§ **The task**: Lay out every line of the records below as a JSON list of strings, one string per line, with blank lines and the pictures left out.

§ **Entries provided**:

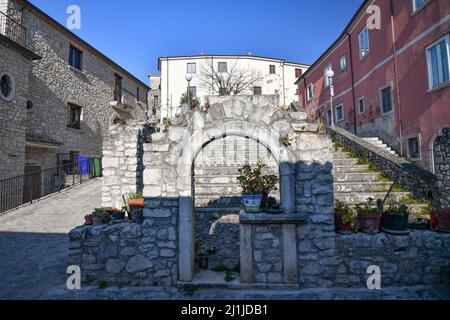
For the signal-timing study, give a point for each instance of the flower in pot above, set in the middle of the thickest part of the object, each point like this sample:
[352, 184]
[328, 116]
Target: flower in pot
[88, 220]
[443, 219]
[256, 186]
[344, 219]
[395, 218]
[136, 200]
[99, 216]
[369, 216]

§ **Solution**:
[
  "For the signal-timing study, give a point for each instance of the flower in pot above, set in the middle of the thickest part of the object, each point like this sample:",
  "[352, 184]",
  "[328, 116]",
  "Target: flower in pot",
  "[88, 220]",
  "[443, 219]",
  "[256, 186]",
  "[344, 219]",
  "[395, 218]",
  "[136, 200]",
  "[99, 216]",
  "[369, 216]"
]